_Objective_
Please repeat every one of the records below word for word, keeping each line unchanged and in order.
+++ Task input
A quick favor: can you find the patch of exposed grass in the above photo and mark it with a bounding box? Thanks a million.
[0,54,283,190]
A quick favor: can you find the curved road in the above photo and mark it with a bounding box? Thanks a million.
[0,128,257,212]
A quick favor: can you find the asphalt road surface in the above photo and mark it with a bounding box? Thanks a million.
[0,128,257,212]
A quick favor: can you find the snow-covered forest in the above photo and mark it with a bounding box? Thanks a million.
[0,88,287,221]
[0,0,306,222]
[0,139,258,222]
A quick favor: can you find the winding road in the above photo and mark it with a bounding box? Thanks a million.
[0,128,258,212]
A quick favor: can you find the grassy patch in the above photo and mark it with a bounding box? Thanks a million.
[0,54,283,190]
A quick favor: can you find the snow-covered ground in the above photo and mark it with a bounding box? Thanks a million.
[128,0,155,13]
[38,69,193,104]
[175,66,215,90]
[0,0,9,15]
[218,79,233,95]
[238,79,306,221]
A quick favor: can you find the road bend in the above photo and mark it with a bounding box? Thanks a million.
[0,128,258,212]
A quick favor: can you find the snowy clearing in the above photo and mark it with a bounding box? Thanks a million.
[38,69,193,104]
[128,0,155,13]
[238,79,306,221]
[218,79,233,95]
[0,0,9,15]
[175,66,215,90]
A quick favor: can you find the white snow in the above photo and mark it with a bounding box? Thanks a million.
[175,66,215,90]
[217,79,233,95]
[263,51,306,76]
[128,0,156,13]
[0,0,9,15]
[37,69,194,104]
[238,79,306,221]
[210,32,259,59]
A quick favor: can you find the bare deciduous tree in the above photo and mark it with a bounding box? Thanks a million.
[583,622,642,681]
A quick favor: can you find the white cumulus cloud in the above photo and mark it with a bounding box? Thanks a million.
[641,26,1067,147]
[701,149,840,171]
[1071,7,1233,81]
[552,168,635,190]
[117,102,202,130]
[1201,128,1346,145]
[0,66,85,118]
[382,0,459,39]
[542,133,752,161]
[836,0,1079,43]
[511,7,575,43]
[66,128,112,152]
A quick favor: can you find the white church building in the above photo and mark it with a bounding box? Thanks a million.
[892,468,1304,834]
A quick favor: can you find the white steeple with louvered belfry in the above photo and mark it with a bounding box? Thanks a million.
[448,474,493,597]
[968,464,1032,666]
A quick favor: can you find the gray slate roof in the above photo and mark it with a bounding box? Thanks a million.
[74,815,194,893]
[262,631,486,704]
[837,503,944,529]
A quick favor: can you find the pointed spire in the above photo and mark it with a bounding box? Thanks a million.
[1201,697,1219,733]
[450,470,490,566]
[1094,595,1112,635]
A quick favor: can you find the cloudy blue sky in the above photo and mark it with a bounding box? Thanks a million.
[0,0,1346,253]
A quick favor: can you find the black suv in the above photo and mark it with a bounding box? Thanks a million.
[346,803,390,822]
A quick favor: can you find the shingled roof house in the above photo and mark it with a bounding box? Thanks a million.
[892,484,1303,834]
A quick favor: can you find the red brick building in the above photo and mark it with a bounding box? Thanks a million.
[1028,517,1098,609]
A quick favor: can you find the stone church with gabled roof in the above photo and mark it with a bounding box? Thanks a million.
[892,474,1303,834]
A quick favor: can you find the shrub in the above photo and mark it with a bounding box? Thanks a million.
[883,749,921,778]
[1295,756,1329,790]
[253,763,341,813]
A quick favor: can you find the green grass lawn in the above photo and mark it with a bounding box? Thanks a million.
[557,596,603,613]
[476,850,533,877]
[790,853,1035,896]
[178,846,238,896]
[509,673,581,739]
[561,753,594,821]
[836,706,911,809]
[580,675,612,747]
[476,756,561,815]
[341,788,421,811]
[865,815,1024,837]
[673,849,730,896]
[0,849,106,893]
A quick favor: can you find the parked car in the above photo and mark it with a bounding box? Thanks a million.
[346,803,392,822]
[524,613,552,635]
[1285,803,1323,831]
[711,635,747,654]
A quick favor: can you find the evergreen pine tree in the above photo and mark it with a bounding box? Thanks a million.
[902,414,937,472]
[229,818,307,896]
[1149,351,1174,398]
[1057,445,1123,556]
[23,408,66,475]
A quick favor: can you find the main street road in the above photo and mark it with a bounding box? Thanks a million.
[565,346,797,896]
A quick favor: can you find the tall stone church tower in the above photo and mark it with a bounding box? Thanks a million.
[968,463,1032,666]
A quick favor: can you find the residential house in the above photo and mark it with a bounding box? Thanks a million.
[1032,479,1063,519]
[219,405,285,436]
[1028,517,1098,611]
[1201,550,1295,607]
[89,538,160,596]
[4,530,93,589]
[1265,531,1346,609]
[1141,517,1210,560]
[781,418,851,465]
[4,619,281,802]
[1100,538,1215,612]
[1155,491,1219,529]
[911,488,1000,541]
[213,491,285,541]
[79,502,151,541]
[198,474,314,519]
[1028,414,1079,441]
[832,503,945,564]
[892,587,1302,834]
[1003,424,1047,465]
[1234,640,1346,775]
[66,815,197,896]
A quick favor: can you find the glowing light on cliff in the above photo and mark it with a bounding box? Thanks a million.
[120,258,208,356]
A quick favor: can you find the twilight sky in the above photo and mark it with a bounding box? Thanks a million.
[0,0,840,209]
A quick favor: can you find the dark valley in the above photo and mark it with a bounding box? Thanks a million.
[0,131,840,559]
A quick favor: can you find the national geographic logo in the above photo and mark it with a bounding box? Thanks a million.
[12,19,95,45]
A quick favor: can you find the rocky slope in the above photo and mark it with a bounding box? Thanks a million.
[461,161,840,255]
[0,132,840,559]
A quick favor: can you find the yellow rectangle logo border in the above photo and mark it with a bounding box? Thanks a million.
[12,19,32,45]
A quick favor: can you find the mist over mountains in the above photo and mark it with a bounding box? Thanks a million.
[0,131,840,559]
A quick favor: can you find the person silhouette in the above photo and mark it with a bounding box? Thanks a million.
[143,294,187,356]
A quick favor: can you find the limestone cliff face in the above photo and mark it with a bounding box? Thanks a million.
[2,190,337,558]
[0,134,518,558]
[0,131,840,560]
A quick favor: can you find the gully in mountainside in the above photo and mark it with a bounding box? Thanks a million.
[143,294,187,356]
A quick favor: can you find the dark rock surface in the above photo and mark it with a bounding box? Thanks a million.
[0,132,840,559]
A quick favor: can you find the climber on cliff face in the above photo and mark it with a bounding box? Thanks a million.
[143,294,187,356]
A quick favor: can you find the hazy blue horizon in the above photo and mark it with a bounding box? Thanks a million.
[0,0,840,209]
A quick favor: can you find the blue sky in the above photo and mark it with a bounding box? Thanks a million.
++++++
_Correct output_
A quick favor: can you find the patch of exposed grass in the above photo and mark it with a bounding box? Thanks a million.
[0,54,283,190]
A quick favor: can you find the curved road in the above photo and mark it with a bounding box? Thanks a million.
[0,128,257,212]
A quick favor: can you find the asphalt road surface in the above photo and mark it with a bounding box? Thanks a million.
[0,128,257,212]
A quick favor: can you find the snow-covered forest in the above photo and mark it with a bounding box? Thanks a million.
[0,88,287,221]
[0,0,306,222]
[0,139,258,222]
A quick favor: can you find the winding road in the above photo and mark it with a bounding box? Thanks a million.
[0,128,258,212]
A quick favor: can you find the grassy patch in the above photo and mark it with a bounding box? Thanks a million.
[0,54,283,190]
A quick favor: can you find the snow-covered ground in the above photo and mark it with a bounding box? Thanks a million.
[128,0,155,13]
[38,69,193,104]
[175,66,215,90]
[0,0,9,15]
[218,79,233,95]
[238,79,306,221]
A quick favor: can you find the road bend in the above photo and mark it with a bounding box? Thanks a million.
[0,128,258,212]
A quick favor: can you find the snowy clearing in the above photo and mark it with a bounding box? Thanks a million.
[38,69,193,104]
[128,0,155,13]
[238,79,306,221]
[218,79,233,95]
[0,0,9,15]
[175,66,215,90]
A quick favor: can you find the white snow in the above photo and mark it with a bounding box? Thanks a million.
[175,66,215,90]
[217,79,233,95]
[263,51,306,76]
[128,0,156,13]
[0,0,9,15]
[37,69,194,104]
[238,79,306,221]
[210,32,259,59]
A quick favor: can you find the bare deciduous tree in the above photo and mark it with a bounding box? Thanks a million.
[583,622,642,681]
A quick favor: can you find the white cumulus cloud in the above photo and mark it with a bounding box? Thanks a million.
[641,26,1067,147]
[701,149,840,171]
[1071,7,1233,81]
[552,168,635,190]
[117,102,202,130]
[1201,128,1346,145]
[0,66,85,118]
[382,0,459,39]
[542,133,752,161]
[836,0,1079,43]
[511,7,575,43]
[66,128,112,152]
A quick favor: can you find the white church building in the above photo and mark it with a bounding box? Thanks a million.
[892,468,1304,834]
A quick favor: can you find the white steeple with louvered belfry in the above photo and mark it with a bounding box? Thanks a million.
[448,474,493,597]
[968,464,1032,666]
A quick favor: can you find the gray slate roof in the above photo and mark it with a bounding box? Thanks a million.
[74,815,194,893]
[262,631,486,704]
[837,503,944,529]
A quick favor: can you find the pointed spire in the above photo and mark it with a bounding box? Thanks a million.
[1201,697,1219,733]
[450,470,490,566]
[1094,595,1112,635]
A quick favor: can you find the cloudy blue sky in the above photo and mark it with a bounding box? Thanks a million.
[0,0,1346,253]
A quick favor: can you find the black suv in the above photo and mark it with a bounding box? Thanks a million.
[346,803,390,822]
A quick favor: can you find the shingled roof house in the above photo and mark it with a bounding box? Thanks a million.
[892,484,1303,834]
A quick favor: can you find the red brick building in the above photo and mark it with a bounding box? Thanks a million.
[1028,517,1098,609]
A quick favor: can you find the stone church with gabled roof in the above photo and mark it with a bounding box? Thanks a million.
[892,474,1303,834]
A quick favor: can you find the shrub in the above photo and mark it with a bounding box? Thanks a million.
[883,749,921,778]
[1295,756,1329,790]
[253,763,341,813]
A quick favor: can you find the green grass lawn in the above photo and mark it with a bounding box? Thanks a million.
[557,596,603,613]
[476,850,533,877]
[790,853,1035,896]
[178,846,238,896]
[509,673,581,739]
[561,753,594,821]
[836,706,911,809]
[580,675,612,747]
[476,756,561,815]
[341,788,421,811]
[865,815,1024,837]
[673,849,730,896]
[0,849,106,893]
A quick favor: can you find the parked car in the above photo and mark it with a bounding box? Thanks a million.
[346,803,392,822]
[524,613,552,635]
[1285,803,1323,831]
[711,635,747,654]
A quick favor: can you find the evergreen pine tree in the above photo and mark it with a bounding box? Thanks a million.
[902,414,937,472]
[229,818,307,896]
[1149,351,1174,398]
[1057,445,1123,556]
[23,408,66,475]
A quick favor: can you find the main street road in the above photo and mark it with a bounding box? Thanks a million.
[565,346,797,896]
A quick favor: can you find the tall stone church tower in the above photo and mark it with a bounding box? Thanks a million.
[968,463,1032,666]
A quick favor: can you find the residential house in the above photo and mark it with a bounding box? Thanks a million.
[1032,479,1063,519]
[219,405,285,436]
[1028,517,1098,611]
[1201,550,1295,607]
[89,538,160,596]
[4,530,93,589]
[1265,531,1346,609]
[1141,517,1210,560]
[781,418,851,465]
[4,619,281,802]
[1100,538,1215,612]
[1155,491,1219,529]
[911,488,1000,541]
[213,491,285,541]
[79,502,151,541]
[198,474,314,519]
[1028,414,1079,441]
[832,503,945,564]
[892,587,1302,834]
[1003,424,1047,465]
[1234,640,1346,775]
[66,815,197,896]
A quick favor: can you find the glowing light on cliff in the above photo and mark it with a bounding box? Thanks a million.
[120,258,208,356]
A quick favor: can you find the twilight sky in the above photo and mark it with a bounding box? Thanks a million.
[0,0,840,209]
A quick favor: can you find the dark valley in the above photo and mark it with a bounding box? Thanks a million.
[0,131,840,559]
A quick favor: can you find the national geographic logo in the above photo and mark it with a bounding box? Thanks a million.
[12,19,95,45]
A quick favor: can you find the rocky slope in the above photo and mark it with a bounding box? Thanks a million.
[461,161,840,255]
[0,132,840,559]
A quick favor: can you find the yellow rectangle logo border in the above photo and mark it with a bounding box? Thanks a million.
[12,19,32,45]
A quick favor: can you find the mist over mountains in the above photo and mark it with a bounding box? Thanks a million.
[0,131,840,559]
A quick favor: can you find the person silhouette in the above photo and mark it with a bounding box? Thanks a million.
[143,294,187,356]
A quick favor: can you find the limestone cliff face in the above photo and mark it with a bounding box? Thanks a million.
[2,190,337,558]
[0,134,518,558]
[0,131,840,560]
A quick favor: can you find the gully in mountainside in the above photo and mark it with a bounding box? Thanks a million.
[143,294,187,356]
A quick favor: can you find the dark rock surface in the above photo and mark it with a bounding box? Thanks a million.
[0,132,840,559]
A quick favor: can you find the climber on cliff face in the above photo and mark it with a bounding box? Thanks a million.
[143,294,187,356]
A quick favor: can you find the hazy blue horizon in the above photo and mark it with a bounding box? Thanks a million.
[0,0,840,209]
A quick favor: can you find the blue sky in the above photo and mark it with a bounding box? Thanks a million.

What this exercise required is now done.